(Dataset rows showing where objects appear)
+===+

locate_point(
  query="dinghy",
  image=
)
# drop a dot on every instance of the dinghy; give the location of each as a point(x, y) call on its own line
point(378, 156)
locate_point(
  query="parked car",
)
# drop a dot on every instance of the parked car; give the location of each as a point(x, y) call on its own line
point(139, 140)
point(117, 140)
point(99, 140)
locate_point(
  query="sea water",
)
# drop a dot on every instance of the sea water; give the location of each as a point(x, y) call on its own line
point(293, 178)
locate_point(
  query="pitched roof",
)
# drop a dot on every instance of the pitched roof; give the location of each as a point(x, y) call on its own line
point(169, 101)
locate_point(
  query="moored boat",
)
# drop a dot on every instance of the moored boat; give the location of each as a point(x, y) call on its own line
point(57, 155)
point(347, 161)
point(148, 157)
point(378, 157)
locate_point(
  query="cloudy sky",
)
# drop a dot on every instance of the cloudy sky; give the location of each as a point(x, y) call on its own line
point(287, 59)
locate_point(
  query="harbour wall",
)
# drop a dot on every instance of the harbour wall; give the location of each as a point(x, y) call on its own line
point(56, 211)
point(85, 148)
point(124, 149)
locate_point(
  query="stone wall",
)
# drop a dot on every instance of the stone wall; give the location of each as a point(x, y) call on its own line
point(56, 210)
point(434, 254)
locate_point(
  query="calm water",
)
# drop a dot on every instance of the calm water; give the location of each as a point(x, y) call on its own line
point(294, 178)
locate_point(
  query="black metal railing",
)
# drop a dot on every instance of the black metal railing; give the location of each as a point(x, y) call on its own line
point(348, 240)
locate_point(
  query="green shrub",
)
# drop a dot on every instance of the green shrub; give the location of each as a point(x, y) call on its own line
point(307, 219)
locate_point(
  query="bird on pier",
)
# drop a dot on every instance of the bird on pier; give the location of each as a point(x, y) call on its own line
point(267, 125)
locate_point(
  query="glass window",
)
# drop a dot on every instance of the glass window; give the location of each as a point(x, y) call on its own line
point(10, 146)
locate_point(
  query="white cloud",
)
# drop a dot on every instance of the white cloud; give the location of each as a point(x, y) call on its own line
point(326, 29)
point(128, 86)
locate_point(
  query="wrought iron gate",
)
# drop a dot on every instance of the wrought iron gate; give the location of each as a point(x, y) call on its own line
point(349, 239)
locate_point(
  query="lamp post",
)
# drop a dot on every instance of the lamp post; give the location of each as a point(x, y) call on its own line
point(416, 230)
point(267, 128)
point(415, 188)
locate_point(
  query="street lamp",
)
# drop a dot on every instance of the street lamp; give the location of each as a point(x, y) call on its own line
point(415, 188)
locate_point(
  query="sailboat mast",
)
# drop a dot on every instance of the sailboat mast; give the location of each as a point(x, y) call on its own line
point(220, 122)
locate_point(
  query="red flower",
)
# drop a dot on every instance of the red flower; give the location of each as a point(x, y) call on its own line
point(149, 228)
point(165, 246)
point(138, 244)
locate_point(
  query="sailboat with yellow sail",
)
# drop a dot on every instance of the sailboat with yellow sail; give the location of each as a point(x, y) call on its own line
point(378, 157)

+===+

EXERCISE BRIEF
Rewrite all of the data above, swapping every "drop a dot" for "place a marker" and leaving everything else unchanged.

RESULT OF THE EXERCISE
locate_point(
  query="dinghy",
  image=
)
# place a marker on every instance of the dinghy; give the location of each as a point(x, y) call on its own line
point(378, 156)
locate_point(
  query="parked car",
)
# place a marker on every instance of the parked car; give the location of each as a point(x, y) call on its own line
point(139, 140)
point(117, 140)
point(99, 140)
locate_point(
  query="sea water",
)
# place a marker on every instance of the sea water; give the location of each as a point(x, y) call on its own line
point(293, 178)
locate_point(
  query="pitched roof",
)
# place a marker on every instance of the pitched roof; give the location of each as a point(x, y) call on its own line
point(169, 101)
locate_point(
  query="moored boat",
)
# place a marker on every instance of the moored boat; give the location of each as a point(x, y) call on its own line
point(57, 155)
point(347, 161)
point(148, 157)
point(378, 157)
locate_point(
  query="cloudy sky",
)
# place a marker on every instance of the cloudy sky; give the location of each as a point(x, y) call on its own line
point(287, 59)
locate_point(
  query="harbour wall",
)
# place a marker on every instance of the harbour wall; give the location of each as a point(x, y) call on its own line
point(56, 211)
point(85, 148)
point(124, 149)
locate_point(
  query="stone wall",
)
# place a marker on every instance of the stone wall; give the location of each as a point(x, y) call on its own line
point(56, 210)
point(434, 254)
locate_point(
  query="calm water",
)
# place a marker on every instance of the calm water; give the location of each as a point(x, y) call on its own line
point(294, 178)
locate_point(
  query="black metal railing",
)
# place a marker on every instance of the black metal railing; give the location of each as a point(x, y) call on its own line
point(348, 240)
locate_point(
  query="green shrub",
)
# place a marker on every instance of the green shrub; give the location of each as a point(x, y) call on its own line
point(307, 219)
locate_point(
  query="bird on pier",
)
# place a marker on every instance of the bird on pier; give the location of each as a point(x, y) call on its own line
point(267, 125)
locate_point(
  query="glass window",
)
# place a marker on every instance of the glass window; give the location of each as a point(x, y) call on its own line
point(10, 146)
locate_point(
  query="white cloud",
)
# place a marker on every instance of the white cloud; give the location of each as a point(x, y) call on its own line
point(326, 29)
point(128, 86)
locate_point(
  query="wrought iron gate",
)
# place a marker on every instance of the wrought iron gate; give the location of each as a point(x, y) call on its own line
point(349, 239)
locate_point(
  query="lamp post",
)
# place a marker on every instance of the lamp post; give the location of each as a point(x, y) call on its own line
point(416, 230)
point(267, 128)
point(415, 188)
locate_point(
  query="street lamp",
)
# place a marker on every instance of the street lamp; give the location of each as a point(x, y) call on its own line
point(415, 188)
locate_point(
  query="sailboat mast",
)
# place a marker on every instance of the sailboat mast; give the location of each as a point(x, y) call on its own line
point(220, 122)
locate_point(
  query="red flower",
)
# place a marker on every instance of the red flower; give the location of each as a point(x, y) call on its own line
point(149, 228)
point(165, 246)
point(138, 244)
locate_point(
  query="sailboat with yellow sail",
)
# place a marker on every instance of the sailboat with yellow sail; give the location of each as a point(x, y) call on its own line
point(378, 157)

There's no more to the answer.